[Position identification records]
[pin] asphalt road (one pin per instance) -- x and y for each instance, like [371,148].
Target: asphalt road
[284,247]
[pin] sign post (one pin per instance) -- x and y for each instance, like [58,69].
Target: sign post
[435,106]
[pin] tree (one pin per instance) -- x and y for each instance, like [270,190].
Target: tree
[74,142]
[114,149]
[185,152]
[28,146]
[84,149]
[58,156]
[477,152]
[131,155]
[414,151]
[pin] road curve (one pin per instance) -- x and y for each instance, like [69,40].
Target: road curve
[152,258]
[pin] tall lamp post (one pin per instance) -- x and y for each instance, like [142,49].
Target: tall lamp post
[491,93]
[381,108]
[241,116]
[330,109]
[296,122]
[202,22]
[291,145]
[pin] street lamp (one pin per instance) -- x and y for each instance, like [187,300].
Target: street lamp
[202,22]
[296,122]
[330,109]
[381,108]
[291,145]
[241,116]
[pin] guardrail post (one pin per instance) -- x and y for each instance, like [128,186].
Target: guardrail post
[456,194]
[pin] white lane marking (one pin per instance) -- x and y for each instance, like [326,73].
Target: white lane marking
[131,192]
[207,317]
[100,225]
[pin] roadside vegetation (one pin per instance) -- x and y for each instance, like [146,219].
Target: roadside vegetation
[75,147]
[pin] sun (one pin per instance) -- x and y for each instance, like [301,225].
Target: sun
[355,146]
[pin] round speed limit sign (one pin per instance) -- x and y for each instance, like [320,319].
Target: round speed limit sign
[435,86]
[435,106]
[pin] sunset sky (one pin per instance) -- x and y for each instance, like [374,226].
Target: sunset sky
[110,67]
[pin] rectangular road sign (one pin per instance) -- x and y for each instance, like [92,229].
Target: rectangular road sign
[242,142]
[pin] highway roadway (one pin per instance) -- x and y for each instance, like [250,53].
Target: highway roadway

WHAT YOU SHOULD DO
Can you arrange every line of the listing above as a numbered list, leaving out any blank lines?

RESPONSE BELOW
1. [pin] asphalt road (one pin per instance) -- x and y for each instance, like [371,148].
2. Target: asphalt road
3. [284,247]
4. [pin] sign post (one pin per instance) -- x and y for each instance, like [58,69].
5. Target: sign post
6. [435,106]
7. [pin] tree (one pin per instance) -- x and y for each instance, like [270,190].
8. Target: tree
9. [74,142]
10. [114,149]
11. [185,152]
12. [28,146]
13. [84,149]
14. [58,156]
15. [477,152]
16. [131,155]
17. [414,151]
18. [pin] road curve (one pin per instance) -- x and y for each instance, like [69,40].
19. Target: road curve
20. [152,258]
21. [pin] tall lamp post (one pin per instance) -- x and y for each instance, like [142,49].
22. Target: tall lamp post
23. [491,93]
24. [381,108]
25. [241,116]
26. [330,109]
27. [296,122]
28. [202,22]
29. [291,145]
30. [pin] street lamp (one pin per instance) -- x and y for each instance, like [187,300].
31. Target: street lamp
32. [202,22]
33. [296,122]
34. [330,109]
35. [381,108]
36. [291,145]
37. [241,116]
38. [pin] guardrail post (one pin per instance) -- x and y for each instance, like [128,186].
39. Target: guardrail post
40. [456,194]
41. [pin] white lane marking (one pin per instance) -- x and y for each instance, like [326,73].
42. Target: white lane marking
43. [131,192]
44. [207,317]
45. [100,225]
46. [pin] roadside vegetation (one pin per instance) -- x and y for each instance, like [146,219].
47. Target: roadside vegetation
48. [75,147]
49. [pin] sun (one pin per instance) -- x and y for each instance, like [301,225].
50. Target: sun
51. [355,146]
52. [pin] round speed limit sign (one pin per instance) -- x and y for each instance, like [320,319].
53. Target: round speed limit sign
54. [435,86]
55. [435,106]
56. [pin] sunset sky (one pin per instance) -- x and y for each instance, like [374,226].
57. Target: sunset sky
58. [110,67]
59. [pin] rectangular road sign (one pin per instance) -- x and y for each instance, like [92,229].
60. Target: rectangular road sign
61. [242,142]
62. [pin] highway roadway (one pin per instance) -- x and y for each instance, like [250,53].
63. Target: highway roadway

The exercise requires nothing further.